#### [TASKS TO PERFORM]
1 – In the essay on being intersex, retype the text starting at "Finding out that" and ending at "in the future.".
2 – Condense the paragraph of the essay on being intersex that begins "I’ve also experienced that intersex people" into a short bulleted list that keeps its main facts.
3 – According to the essay on being intersex, how old was the writer when diagnosed with premenstrual dysphoric disorder?

#### [PASSAGE PROVIDED]
A diagnosis of premenstrual dysphoric disorder (PMDD) when I was fourteen still wasn’t enough to convince our family doctor that I needed birth control. I was told “good Christian girls just keep their legs closed.” (Thankfully, my mother would not stand for that. She fired that doctor and found one who would help me.)
Finding out that I’m intersex has been both a blessing and a struggle.
It paved the way for a major breast reduction being completely covered by my insurance (and a less than 24 hours turnaround time for that approval - something that generally takes weeks, sometimes even months.) But it also comes with the knowledge that I will likely have more complications and need more major surgeries in the future.
It comes with the high probability that I’m infertile (which doesn’t affect me personally, I never wanted kids.) It comes with the understanding that I am not a man or a woman but something otherly. In that same vein, it comes with harsh criticisms from people who don’t see folks like me as human.
As I’ve become more outspoken and shared my story, or even the label of “intersex” on my profile, I have quickly learned that a shocking amount of people don’t see folks like me as human. To them we’re something other, something less.
I’ve been told I’m a mutant, a genetic deviant, and that people like me should be sterilized or culled from the gene pool. Intersex is generally not considered a hereditary condition, but facts don’t matter to people who weaponize hate and ignorance.
On the flip side of the spectrum, I have also had to deal with a surprising number of trans and nonbinary folks overstepping and claiming they “identify as intersex” to validate their gender, despite not being biologically intersex.
To be absolutely clear: you cannot “identify as intersex.” Intersex is a biological sex. A biologically female person cannot “identify as biologically male.” That would be a lie. It’s not possible.
Gender identity is based on gender, not biology. The two are separate things. Explaining that to some people has become dangerous, though. Some people are more fixated on their entitlement and prioritize their use of whatever labels they want (regardless of facts and accuracy) over the lives, experiences, and struggles of real people.
I’ve also experienced that intersex people are still often compared to animals. Terms like “he-she” and “hermaphrodite” are still common. It’s also been my experience that when I talk about being intersex, it seems like people see this as an open invitation to ask extremely personal questions about my genitals - more than once I’ve received demands for photos! Both times were by folks in the queer community.
Being openly intersex has made some people feel entitled to my body in ways they likely never would to another person. It has made me feel dehumanized - like a science fair project to be gawked at - and often fetishized.
Do I dislike being intersex? Do I wish I were something else?
I ask myself this a lot.
The answer is: “It’s complicated.”
The medical traumas and fear of what else my body might do or what else is hiding like some ticking timebomb inside of me… yeah, that keeps me up at night. So do the nasty comments.
I’m still human, and they still hurt. Being fetishized by ex friends, being toted around as special, rare, otherly - like some shiny Pokémon to collect and show off.
It hurts.
But I’ve also gained so many amazing, supportive friends who genuinely care. I’ve been surprised by the protectiveness and love they’ve shown me.
Through it all I’ve come to realize this:
This is my body, for better or worse. I am who I decide I am. No one can dictate that or label me without my consent.
Being intersex is a part of who I am.
I am me - I am messy, and I don’t fit neatly into any box. I never have. I am me, and part of being me is being intersex.

#### [INPUT DATA]
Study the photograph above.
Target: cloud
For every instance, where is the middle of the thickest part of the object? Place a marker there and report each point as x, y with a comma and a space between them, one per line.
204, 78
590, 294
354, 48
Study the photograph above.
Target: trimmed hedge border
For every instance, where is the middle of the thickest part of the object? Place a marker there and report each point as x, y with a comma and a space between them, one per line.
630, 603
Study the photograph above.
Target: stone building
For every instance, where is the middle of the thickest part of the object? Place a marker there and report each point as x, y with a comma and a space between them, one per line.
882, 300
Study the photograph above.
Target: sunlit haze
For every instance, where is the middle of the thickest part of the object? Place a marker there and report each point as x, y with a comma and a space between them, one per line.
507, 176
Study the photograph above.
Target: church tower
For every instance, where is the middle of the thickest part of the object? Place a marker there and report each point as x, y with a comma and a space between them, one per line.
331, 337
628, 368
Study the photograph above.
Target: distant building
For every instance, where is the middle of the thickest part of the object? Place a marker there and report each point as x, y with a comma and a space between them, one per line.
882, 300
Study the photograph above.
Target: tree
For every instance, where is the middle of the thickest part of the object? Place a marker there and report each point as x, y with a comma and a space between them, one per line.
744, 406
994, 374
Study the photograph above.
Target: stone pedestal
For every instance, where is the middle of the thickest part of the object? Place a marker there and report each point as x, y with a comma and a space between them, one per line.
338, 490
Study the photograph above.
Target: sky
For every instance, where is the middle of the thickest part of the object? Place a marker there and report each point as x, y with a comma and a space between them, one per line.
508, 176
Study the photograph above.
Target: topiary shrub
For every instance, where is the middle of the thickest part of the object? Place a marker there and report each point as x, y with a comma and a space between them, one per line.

#### [TASK SOLUTIONS]
1 –
Finding out that I’m intersex has been both a blessing and a struggle.
It paved the way for a major breast reduction being completely covered by my insurance (and a less than 24 hours turnaround time for that approval - something that generally takes weeks, sometimes even months.) But it also comes with the knowledge that I will likely have more complications and need more major surgeries in the future.

2 –
- Intersex people are still often compared to animals.
- Terms like "he-she" and "hermaphrodite" are still common.
- Talking about being intersex seems to invite extremely personal questions about the writer's genitals.
- The writer has received demands for photos more than once, both times from people in the queer community.

3 – Fourteen.